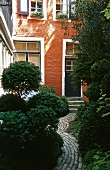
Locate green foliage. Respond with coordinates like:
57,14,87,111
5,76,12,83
27,92,69,118
90,59,110,83
84,150,110,170
1,61,41,97
0,111,30,153
84,82,101,102
0,94,26,112
102,2,110,19
77,102,110,156
0,105,63,170
39,86,57,95
73,0,110,98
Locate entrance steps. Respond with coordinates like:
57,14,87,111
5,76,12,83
67,97,84,113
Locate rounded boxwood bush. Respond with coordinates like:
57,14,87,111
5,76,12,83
0,94,26,112
27,92,69,118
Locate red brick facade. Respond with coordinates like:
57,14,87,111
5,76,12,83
14,0,87,99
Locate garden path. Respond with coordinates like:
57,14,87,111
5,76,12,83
53,113,82,170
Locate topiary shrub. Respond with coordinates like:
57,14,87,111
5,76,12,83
27,92,69,118
0,94,26,112
39,86,57,95
1,61,41,97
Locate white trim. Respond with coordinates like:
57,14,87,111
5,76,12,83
13,36,45,85
53,0,71,22
0,8,14,50
62,39,82,97
27,0,47,20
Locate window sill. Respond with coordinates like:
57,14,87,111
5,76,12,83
28,16,44,20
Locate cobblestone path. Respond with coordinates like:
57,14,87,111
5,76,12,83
53,114,82,170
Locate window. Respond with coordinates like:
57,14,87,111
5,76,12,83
66,42,78,57
14,41,41,68
31,0,43,12
55,0,76,19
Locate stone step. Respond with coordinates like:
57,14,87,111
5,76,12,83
67,97,84,113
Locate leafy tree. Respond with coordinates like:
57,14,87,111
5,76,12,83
102,2,110,19
1,61,41,96
73,0,110,100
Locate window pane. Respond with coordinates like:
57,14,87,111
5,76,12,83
66,42,74,55
56,0,68,14
31,0,43,12
66,60,71,65
28,54,40,67
27,42,40,52
31,0,36,11
14,41,26,51
66,66,71,71
14,54,26,61
37,0,43,12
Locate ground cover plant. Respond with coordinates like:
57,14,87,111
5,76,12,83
0,62,65,170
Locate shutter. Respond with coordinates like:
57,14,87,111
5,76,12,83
18,0,29,15
69,0,76,19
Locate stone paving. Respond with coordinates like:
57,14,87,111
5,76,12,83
53,114,82,170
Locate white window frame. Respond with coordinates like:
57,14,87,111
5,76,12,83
53,0,76,22
28,0,47,20
53,0,69,21
13,36,45,85
62,39,83,97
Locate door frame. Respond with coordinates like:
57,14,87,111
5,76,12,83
62,39,82,97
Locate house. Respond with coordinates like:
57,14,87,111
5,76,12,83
0,0,84,97
0,0,14,94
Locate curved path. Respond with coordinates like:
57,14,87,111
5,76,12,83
53,114,82,170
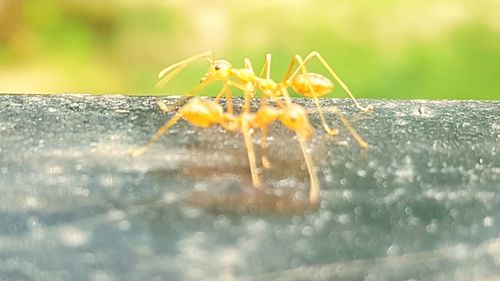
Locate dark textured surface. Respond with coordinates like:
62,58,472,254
0,95,500,281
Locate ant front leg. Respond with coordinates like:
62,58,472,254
320,106,368,149
128,105,182,157
292,51,373,112
241,113,261,189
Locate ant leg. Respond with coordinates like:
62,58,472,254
288,55,339,136
156,51,215,88
128,114,182,157
259,54,271,79
292,51,373,112
298,137,320,204
156,96,193,113
326,106,368,149
226,80,253,112
241,116,260,189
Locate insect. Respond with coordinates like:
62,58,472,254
157,51,373,145
128,97,320,204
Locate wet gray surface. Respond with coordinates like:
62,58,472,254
0,95,500,281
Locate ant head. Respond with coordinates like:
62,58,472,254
280,104,313,139
200,60,233,82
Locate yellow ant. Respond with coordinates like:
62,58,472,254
157,51,373,148
128,97,320,204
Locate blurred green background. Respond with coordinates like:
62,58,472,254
0,0,500,99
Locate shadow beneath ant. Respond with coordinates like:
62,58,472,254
145,133,326,216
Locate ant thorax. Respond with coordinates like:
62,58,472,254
209,60,233,80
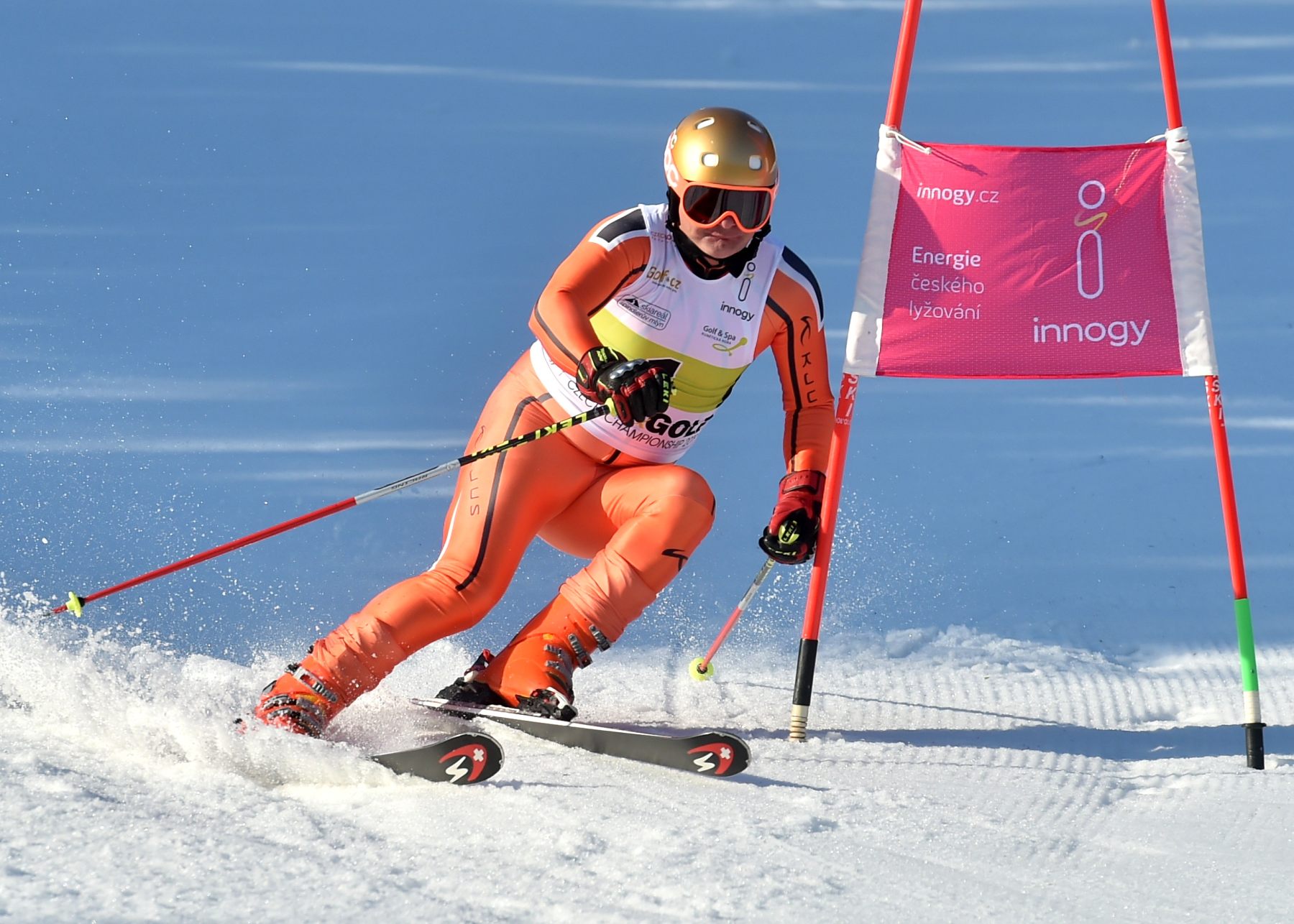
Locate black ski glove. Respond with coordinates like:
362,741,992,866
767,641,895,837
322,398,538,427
574,347,674,427
760,470,827,564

++++++

What the task asks: Show each line of the items above that contains the string "frame" in the same case.

Answer to this exercise:
Locate white window frame. Respond with coordinates like:
Locate door frame. Respond with coordinates like:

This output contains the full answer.